Locate the line with "distant hill, the" in the material. Copy that line and each one after it, through the last, exactly and with nothing else.

[Saved data entries]
==*==

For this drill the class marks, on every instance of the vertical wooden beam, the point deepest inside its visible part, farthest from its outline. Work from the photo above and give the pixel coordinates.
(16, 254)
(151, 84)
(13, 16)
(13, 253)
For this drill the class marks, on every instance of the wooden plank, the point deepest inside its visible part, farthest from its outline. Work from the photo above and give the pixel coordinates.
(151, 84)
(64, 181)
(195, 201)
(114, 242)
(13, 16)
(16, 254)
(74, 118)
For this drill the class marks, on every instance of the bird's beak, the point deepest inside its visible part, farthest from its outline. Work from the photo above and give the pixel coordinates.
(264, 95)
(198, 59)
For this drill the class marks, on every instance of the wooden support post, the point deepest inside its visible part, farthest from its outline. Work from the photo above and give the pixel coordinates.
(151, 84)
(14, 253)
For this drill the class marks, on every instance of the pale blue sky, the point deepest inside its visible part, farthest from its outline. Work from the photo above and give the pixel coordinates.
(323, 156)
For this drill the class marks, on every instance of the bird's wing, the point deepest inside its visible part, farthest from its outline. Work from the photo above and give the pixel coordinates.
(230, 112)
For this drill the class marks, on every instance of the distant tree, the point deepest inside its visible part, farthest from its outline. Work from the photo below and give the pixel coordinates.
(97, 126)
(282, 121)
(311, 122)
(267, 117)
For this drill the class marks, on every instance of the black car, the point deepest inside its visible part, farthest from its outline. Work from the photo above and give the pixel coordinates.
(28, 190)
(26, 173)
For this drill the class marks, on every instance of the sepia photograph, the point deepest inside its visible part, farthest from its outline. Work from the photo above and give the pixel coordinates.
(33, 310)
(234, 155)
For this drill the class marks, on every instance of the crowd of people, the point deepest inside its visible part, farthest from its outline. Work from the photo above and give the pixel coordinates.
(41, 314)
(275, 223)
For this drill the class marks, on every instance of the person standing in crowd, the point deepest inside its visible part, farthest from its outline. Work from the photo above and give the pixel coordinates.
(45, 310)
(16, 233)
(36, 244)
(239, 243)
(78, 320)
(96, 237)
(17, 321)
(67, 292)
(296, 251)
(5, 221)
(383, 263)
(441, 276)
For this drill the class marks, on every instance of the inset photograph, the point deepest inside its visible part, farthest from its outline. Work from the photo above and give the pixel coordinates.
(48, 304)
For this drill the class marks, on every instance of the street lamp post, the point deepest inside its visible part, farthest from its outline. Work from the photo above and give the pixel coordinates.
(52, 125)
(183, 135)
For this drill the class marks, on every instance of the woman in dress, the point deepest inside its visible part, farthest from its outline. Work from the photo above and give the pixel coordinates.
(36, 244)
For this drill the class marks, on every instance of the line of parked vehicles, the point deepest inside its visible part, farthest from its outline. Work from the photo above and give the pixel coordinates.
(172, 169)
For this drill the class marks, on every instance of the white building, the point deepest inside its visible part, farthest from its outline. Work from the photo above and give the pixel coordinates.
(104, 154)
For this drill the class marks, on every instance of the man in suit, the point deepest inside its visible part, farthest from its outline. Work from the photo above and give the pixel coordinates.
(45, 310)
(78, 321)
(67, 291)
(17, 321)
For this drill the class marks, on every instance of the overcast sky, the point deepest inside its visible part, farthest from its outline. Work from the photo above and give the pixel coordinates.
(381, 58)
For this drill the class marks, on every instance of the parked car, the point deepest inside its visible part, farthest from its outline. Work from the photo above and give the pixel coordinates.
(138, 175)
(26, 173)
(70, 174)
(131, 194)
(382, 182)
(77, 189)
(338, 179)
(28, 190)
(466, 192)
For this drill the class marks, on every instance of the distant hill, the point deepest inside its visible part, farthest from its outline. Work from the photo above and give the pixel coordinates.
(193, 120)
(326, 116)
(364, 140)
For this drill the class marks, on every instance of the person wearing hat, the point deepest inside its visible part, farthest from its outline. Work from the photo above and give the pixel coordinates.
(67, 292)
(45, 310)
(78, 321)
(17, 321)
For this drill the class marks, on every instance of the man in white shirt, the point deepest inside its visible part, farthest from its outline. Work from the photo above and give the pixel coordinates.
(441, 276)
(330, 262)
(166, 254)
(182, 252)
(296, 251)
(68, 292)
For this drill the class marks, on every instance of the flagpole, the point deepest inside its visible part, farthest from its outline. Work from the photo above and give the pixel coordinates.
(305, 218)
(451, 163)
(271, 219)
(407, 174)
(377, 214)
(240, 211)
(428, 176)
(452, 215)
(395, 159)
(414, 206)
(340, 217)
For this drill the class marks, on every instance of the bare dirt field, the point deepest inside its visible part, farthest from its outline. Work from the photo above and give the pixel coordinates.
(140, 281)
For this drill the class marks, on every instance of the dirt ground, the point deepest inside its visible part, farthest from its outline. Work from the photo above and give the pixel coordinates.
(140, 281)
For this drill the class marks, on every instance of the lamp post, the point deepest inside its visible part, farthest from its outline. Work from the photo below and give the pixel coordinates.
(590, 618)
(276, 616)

==*==

| Task output |
For this drill the class marks, on every instance of the distant hill, the point deepest inside its visible part, farthest from its outline. Work from the photo above and give the pixel coordinates.
(193, 120)
(326, 116)
(364, 140)
For this drill the class marks, on every instance of the person wearing hat, the point deepest inside its visible part, farthest from its outline. Work from the photo above and give the pixel coordinates.
(67, 292)
(45, 310)
(78, 321)
(17, 321)
For this drill the class marks, on every instance of the man in white shirt, the point deepest inside its visible part, farthest from its outline. Work from the photo above and give the pixel coordinates.
(441, 276)
(330, 262)
(166, 254)
(182, 252)
(296, 251)
(68, 292)
For this drill the class marks, on every instance of the flagpole, the point deepest inside its visible part, farthest from its outline. Work from the photo above and give the pixel coordinates.
(305, 218)
(451, 163)
(271, 219)
(407, 174)
(377, 214)
(240, 211)
(428, 176)
(452, 215)
(395, 159)
(414, 206)
(340, 217)
For this drill the class marks, on every instance of the bare dirt field, the point deepest inside its visible part, farthest from its outline. Work from the photo above and give the pixel coordinates.
(140, 281)
For this drill the class marks, on every instance of the dirt ground, the point deepest inside its visible part, farthest from its outline. Work from the photo above and give the pixel coordinates.
(140, 281)
For this drill the class marks, on every instance of the lamp post, the point deepest inside its visible part, farthest from its outline. Work from the photo below and give the pixel coordinates.
(590, 618)
(276, 616)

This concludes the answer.